• **Short task**
Extend the forum thread about pet hedgehogs by writing the next part, beginning right after its final line.

━━━━━ Selection

Yeah, I know .. but .. don't ruin my fantasy/plan to convince my boyfriend that hedgie boys are easier :lol:


----------



## MissC (Nov 15, 2010)

Julie Stuhr said:


> Yeah, I know .. but .. don't ruin my fantasy/plan to convince my boyfriend that hedgie boys are easier :lol:


aaaahhhhh....I see....as long as you don't tell my BF that I have been stealing his camo pants, t-shirts, socks :shock: (who has camo socks???) and favorite blankie to make stuff for Snarf. :mrgreen:


----------



## Quilled1 (Dec 29, 2010)

I'll keep any secret you want as long as you don't tell my BF that Emma pooped in his hat (as well as mine)  .

I love how hedgie hissy-ness is perfect for telling you that they're okay.
Step 1: Stick hand in pigloo
Step 2: Wait for the huff
Step 3: If there is no huff, lift pigloo
Step 4: Wait for the huff


----------



## MissC (Nov 15, 2010)

At my place:

Step 1: "Snarf"
Step 2: Wait
Step 3: "Snaaaaaaaaaaaarrrrrrrrffffffffffff"
Step 4: Wait
Step 5: "SSSSSSSNNNNNNNNNNAAAAAAAAAAAARRRRRRRRRRRRFFFFFFFFFFF"
Step 6: "HUFF HUFF HUUUUUUUUUFFFFFFFFFF"


----------



## Quilled1 (Dec 29, 2010)

MissC said:
 

> At my place:
> 
> Step 1: "Snarf"

━━━━━━━━━━
━━━━━ Recorded information

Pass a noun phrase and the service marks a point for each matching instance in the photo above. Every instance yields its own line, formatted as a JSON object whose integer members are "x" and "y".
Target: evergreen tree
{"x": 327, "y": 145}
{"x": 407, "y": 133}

━━━━━━━━━━

• **The answer**
> Step 2: Wait
> ...


 :shock: deep sleeper
I think my scent is enough to wake Emma.


----------



## MissC (Nov 15, 2010)

Quilled1 said:


> :shock: deep sleeper
> I think my scent is enough to wake Emma.


Yup...he sleeps HARD. I can pick him up, carry him across the room and put him down again without waking. I'm sure I'm going to have to send him for counselling cuz he falls asleep in his cage and wakes up in a variety of places. :lol:


----------



## Quilled1 (Dec 29, 2010)

If he wakes up back in his pigloo maybe he'll think it was all just a dream. 

Emma takes a bit to wake up. I use these precious seconds to get a few pets in before she has a chance to wake her quills of stabbing.


----------



## RalphsMum (Oct 14, 2010)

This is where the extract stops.